::: Extracted material

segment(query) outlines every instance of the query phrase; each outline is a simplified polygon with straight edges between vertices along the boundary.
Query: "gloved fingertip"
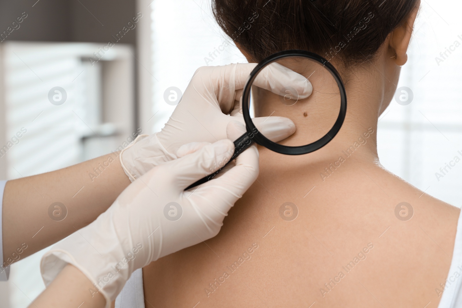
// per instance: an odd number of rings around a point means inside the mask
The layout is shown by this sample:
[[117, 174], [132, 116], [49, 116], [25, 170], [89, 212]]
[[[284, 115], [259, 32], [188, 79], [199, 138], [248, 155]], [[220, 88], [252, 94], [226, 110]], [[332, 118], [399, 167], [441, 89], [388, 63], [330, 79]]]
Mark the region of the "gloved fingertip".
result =
[[245, 126], [238, 121], [230, 121], [226, 126], [226, 135], [231, 140], [236, 140], [246, 131]]
[[213, 147], [217, 158], [221, 159], [224, 155], [231, 157], [234, 152], [234, 143], [229, 139], [219, 140], [212, 144], [211, 146]]
[[265, 137], [277, 142], [295, 132], [295, 124], [290, 119], [282, 116], [256, 118], [254, 123]]
[[194, 153], [196, 151], [200, 150], [205, 145], [210, 145], [210, 142], [190, 142], [183, 145], [180, 147], [180, 148], [176, 151], [176, 157], [183, 157], [188, 154]]

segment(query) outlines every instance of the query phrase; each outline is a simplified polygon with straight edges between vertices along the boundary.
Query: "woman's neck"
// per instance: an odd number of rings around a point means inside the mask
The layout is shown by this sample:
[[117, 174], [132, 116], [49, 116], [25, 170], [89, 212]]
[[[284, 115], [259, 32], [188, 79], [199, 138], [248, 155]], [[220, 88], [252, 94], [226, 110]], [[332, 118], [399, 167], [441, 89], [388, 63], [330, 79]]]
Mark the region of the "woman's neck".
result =
[[[340, 157], [345, 159], [354, 157], [355, 160], [363, 161], [378, 159], [377, 118], [384, 100], [380, 86], [381, 80], [371, 78], [370, 73], [351, 76], [346, 85], [346, 115], [338, 133], [322, 148], [292, 160], [297, 163], [312, 163], [336, 161]], [[295, 133], [280, 142], [281, 144], [300, 145], [319, 139], [335, 122], [340, 106], [338, 87], [328, 82], [328, 79], [329, 76], [313, 74], [310, 78], [313, 87], [311, 96], [292, 106], [287, 106], [292, 103], [290, 101], [284, 102], [282, 97], [260, 89], [254, 90], [255, 116], [285, 116], [293, 121]]]

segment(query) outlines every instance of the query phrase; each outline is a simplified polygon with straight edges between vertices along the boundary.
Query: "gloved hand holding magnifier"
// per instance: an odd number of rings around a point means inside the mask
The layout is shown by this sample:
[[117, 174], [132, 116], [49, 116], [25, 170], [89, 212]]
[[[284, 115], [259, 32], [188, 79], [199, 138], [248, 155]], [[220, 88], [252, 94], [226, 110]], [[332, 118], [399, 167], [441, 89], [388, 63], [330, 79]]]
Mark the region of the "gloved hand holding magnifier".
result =
[[[313, 94], [299, 93], [297, 89], [300, 88], [300, 85], [295, 83], [293, 79], [285, 78], [284, 73], [279, 74], [281, 78], [277, 81], [272, 80], [267, 72], [268, 70], [275, 68], [283, 72], [286, 71], [287, 74], [295, 72], [305, 77], [313, 85], [314, 89]], [[274, 75], [272, 74], [272, 76]], [[274, 99], [277, 95], [261, 87], [252, 87], [254, 82], [259, 78], [260, 80], [264, 79], [268, 82], [279, 83], [284, 86], [279, 93], [278, 99], [281, 104], [277, 108], [278, 112], [290, 114], [291, 116], [288, 117], [296, 123], [296, 126], [297, 121], [312, 121], [319, 127], [319, 133], [304, 134], [303, 131], [297, 133], [298, 132], [297, 131], [289, 138], [277, 143], [271, 141], [259, 131], [250, 116], [251, 99], [254, 104], [256, 101], [264, 104], [266, 100]], [[332, 99], [333, 97], [337, 97], [338, 99]], [[339, 111], [336, 119], [334, 117], [335, 115], [322, 114], [322, 104], [328, 103], [334, 103], [338, 106]], [[264, 105], [259, 107], [261, 112], [267, 113], [266, 115], [279, 115], [277, 113], [273, 114], [276, 110], [272, 112], [270, 109], [268, 109], [269, 107], [266, 108]], [[312, 116], [310, 114], [310, 109], [316, 110], [320, 114], [317, 115], [322, 117], [323, 124], [325, 124], [326, 121], [332, 122], [329, 125], [331, 127], [330, 130], [327, 131], [327, 129], [323, 128], [322, 125], [317, 123], [314, 119], [316, 118], [314, 115]], [[329, 109], [327, 108], [325, 109]], [[289, 155], [307, 154], [321, 148], [334, 138], [343, 123], [346, 113], [346, 94], [341, 78], [335, 67], [327, 60], [309, 51], [286, 50], [276, 53], [263, 59], [250, 73], [243, 93], [242, 112], [247, 133], [234, 141], [234, 153], [225, 166], [253, 142], [275, 152]], [[185, 190], [212, 180], [224, 166], [220, 167], [221, 168], [219, 170], [191, 184]]]

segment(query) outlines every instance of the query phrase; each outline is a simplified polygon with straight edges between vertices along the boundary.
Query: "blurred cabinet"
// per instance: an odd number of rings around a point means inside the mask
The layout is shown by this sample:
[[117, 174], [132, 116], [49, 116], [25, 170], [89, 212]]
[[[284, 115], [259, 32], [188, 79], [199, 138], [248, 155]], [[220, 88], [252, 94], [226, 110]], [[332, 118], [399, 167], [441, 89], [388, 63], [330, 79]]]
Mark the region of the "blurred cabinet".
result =
[[105, 46], [0, 45], [0, 178], [66, 167], [131, 139], [134, 53]]

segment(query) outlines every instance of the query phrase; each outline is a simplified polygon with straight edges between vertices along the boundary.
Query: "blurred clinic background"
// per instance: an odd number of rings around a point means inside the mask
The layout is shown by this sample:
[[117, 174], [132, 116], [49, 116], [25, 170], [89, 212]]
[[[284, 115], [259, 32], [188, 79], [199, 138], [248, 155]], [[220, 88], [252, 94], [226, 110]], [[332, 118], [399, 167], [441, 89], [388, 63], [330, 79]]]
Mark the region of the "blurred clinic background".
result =
[[[158, 131], [196, 68], [246, 62], [207, 0], [1, 3], [0, 147], [13, 145], [0, 152], [0, 179], [66, 167], [115, 151], [134, 133]], [[459, 207], [462, 163], [435, 174], [462, 158], [461, 10], [460, 1], [422, 0], [377, 133], [386, 168]], [[45, 250], [11, 266], [0, 308], [26, 307], [44, 289]]]

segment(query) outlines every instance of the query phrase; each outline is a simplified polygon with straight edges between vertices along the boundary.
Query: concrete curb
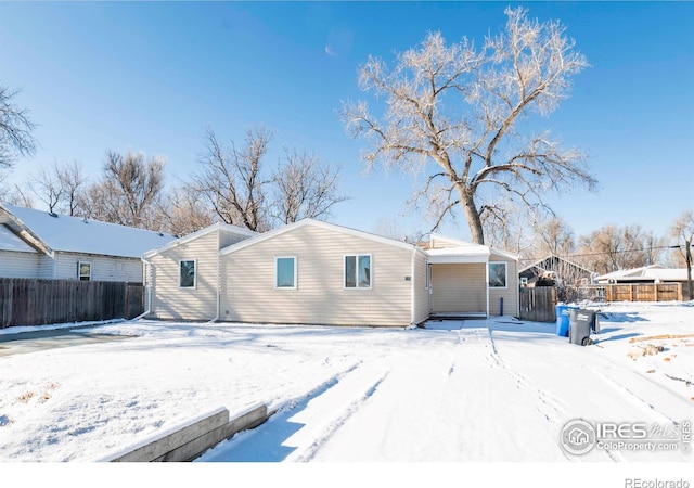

::::::

◆ What is needed
Rewrite all the items above, replacing "layout" with "format" wherever it occurs and keeping everything else the same. Leave the pictures out of your answer.

◆ Solution to the problem
segment(query) outlines every instance of the query phrase; each outline is a simplified polygon with straight edges between vertices along the boundary.
Query: "gloved fingertip"
// per instance: an odd number of rings around a point means inside the mask
The format is shown by this sample:
[[117, 174], [132, 116], [49, 116], [25, 170], [89, 212]]
[[[284, 115], [259, 32], [188, 79], [199, 138], [248, 155]], [[220, 88], [252, 94], [226, 110]], [[332, 118], [399, 167], [441, 89], [388, 63], [330, 79]]]
Mark the region of the "gloved fingertip".
result =
[[245, 126], [238, 121], [230, 121], [226, 126], [226, 135], [231, 140], [236, 140], [246, 131]]
[[213, 147], [217, 158], [221, 159], [224, 155], [231, 157], [234, 152], [234, 143], [229, 139], [219, 140], [212, 144], [211, 146]]
[[265, 137], [277, 142], [295, 132], [295, 124], [290, 119], [282, 116], [256, 118], [254, 123]]
[[194, 153], [196, 151], [200, 150], [205, 145], [210, 145], [210, 142], [190, 142], [183, 145], [180, 147], [180, 148], [176, 151], [176, 157], [183, 157], [188, 154]]

segment(query) outlines every instance of the query phrase; each outline is a simplified polygon with straight edges between vertices along the boundary.
Query: "woman's neck"
// per instance: an odd number of rings around a point means inside the mask
The format is shown by this sample:
[[117, 174], [132, 116], [49, 116], [25, 170], [89, 212]]
[[[284, 115], [259, 32], [188, 79], [199, 138], [248, 155]], [[220, 88], [252, 94], [226, 110]], [[332, 118], [399, 167], [441, 89], [388, 63], [330, 79]]]
Mark the region of the "woman's neck".
result =
[[[340, 157], [345, 159], [354, 157], [355, 160], [363, 161], [378, 159], [377, 118], [384, 100], [380, 86], [381, 80], [371, 78], [370, 73], [351, 76], [346, 85], [346, 115], [338, 133], [322, 148], [292, 160], [297, 163], [312, 163], [336, 161]], [[295, 133], [280, 142], [281, 144], [300, 145], [319, 139], [335, 122], [340, 106], [338, 87], [328, 82], [328, 79], [329, 76], [313, 74], [310, 78], [313, 87], [311, 96], [292, 106], [287, 106], [292, 103], [290, 101], [284, 102], [282, 97], [260, 89], [254, 90], [255, 116], [285, 116], [293, 121]]]

segment(query) outlines every instance of the query phrase; each outline is a simplified polygon with straight edges between vertices along the boundary.
Query: "gloved hand holding magnifier"
// per instance: an odd number of rings around a point means inside the mask
The format is shown by this sample:
[[117, 174], [132, 116], [49, 116], [25, 170], [89, 212]]
[[[284, 115], [259, 32], [188, 79], [199, 138], [248, 155]], [[220, 88], [252, 94], [226, 110]], [[332, 118], [399, 167], [441, 89], [388, 63], [330, 79]]]
Mark the region of the "gloved hand holding magnifier".
result =
[[[313, 94], [299, 93], [297, 89], [300, 88], [300, 85], [295, 83], [293, 79], [285, 78], [284, 73], [279, 74], [281, 78], [277, 81], [272, 80], [267, 72], [268, 70], [275, 68], [283, 72], [286, 71], [287, 74], [295, 72], [305, 77], [313, 85], [314, 89]], [[274, 75], [272, 74], [272, 76]], [[274, 99], [277, 95], [261, 87], [252, 87], [254, 82], [259, 78], [260, 80], [264, 79], [268, 82], [279, 83], [284, 86], [279, 93], [278, 99], [281, 104], [277, 108], [278, 112], [290, 114], [291, 116], [288, 117], [296, 123], [296, 126], [297, 121], [312, 121], [319, 127], [319, 133], [304, 134], [303, 131], [297, 133], [298, 132], [297, 131], [289, 138], [277, 143], [271, 141], [259, 131], [250, 116], [251, 99], [254, 104], [256, 101], [264, 104], [266, 100]], [[332, 99], [333, 97], [337, 97], [338, 99]], [[339, 111], [336, 119], [334, 117], [335, 115], [322, 114], [322, 104], [328, 103], [334, 103], [338, 106]], [[264, 105], [259, 107], [261, 112], [267, 113], [266, 115], [279, 115], [277, 113], [273, 114], [276, 110], [272, 112], [270, 109], [268, 109], [269, 107], [266, 108]], [[312, 116], [310, 114], [310, 109], [316, 110], [320, 114], [317, 115], [322, 117], [323, 124], [325, 124], [326, 121], [332, 122], [329, 125], [331, 127], [330, 130], [327, 131], [327, 129], [323, 128], [322, 125], [317, 123], [314, 119], [316, 118], [314, 115]], [[329, 109], [327, 108], [325, 109]], [[289, 155], [307, 154], [321, 148], [334, 138], [343, 123], [346, 113], [346, 94], [341, 78], [335, 67], [327, 60], [309, 51], [286, 50], [276, 53], [263, 59], [250, 73], [243, 93], [242, 112], [247, 133], [234, 141], [234, 153], [225, 166], [253, 142], [275, 152]], [[185, 190], [212, 180], [224, 166], [220, 167], [221, 168], [219, 170], [191, 184]]]

segment(query) outlines every instance of the query phrase; each outline is a simplified polygon with straight edges between vertices along the boundary.
Query: "blurred cabinet"
// per instance: an odd number of rings around a point means inside the mask
The format is shown by this sample:
[[117, 174], [132, 116], [49, 116], [25, 170], [89, 212]]
[[[284, 115], [259, 32], [188, 79], [199, 138], [248, 155]], [[220, 88], [252, 94], [226, 110]], [[332, 118], [399, 167], [441, 89], [388, 63], [330, 79]]]
Mark the region of the "blurred cabinet".
result =
[[105, 46], [0, 45], [0, 178], [66, 167], [131, 139], [134, 53]]

segment(query) outlines every instance of the query phrase; each outline is a simplified polygon with straight edges between vertices along the boundary.
Query: "blurred clinic background"
// per instance: an odd number of rings around a point means inside the mask
The format is shown by this sample:
[[117, 174], [132, 116], [49, 116], [25, 170], [89, 212]]
[[[284, 115], [259, 32], [188, 79], [199, 138], [248, 155]], [[220, 88], [252, 94], [226, 110]], [[332, 118], [399, 167], [441, 89], [388, 63], [330, 79]]]
Mark the region of the "blurred clinic background".
result =
[[[158, 131], [196, 68], [246, 62], [207, 0], [1, 3], [0, 147], [13, 145], [0, 152], [0, 179], [66, 167], [115, 151], [134, 133]], [[459, 207], [462, 163], [435, 174], [462, 158], [461, 10], [460, 1], [422, 0], [377, 133], [386, 168]], [[45, 250], [11, 266], [0, 308], [26, 307], [44, 289]]]

segment(query) outlines every instance of the query phrase; each outline is a simplified polygon with straight edges between vertices along the boundary.
Query: concrete curb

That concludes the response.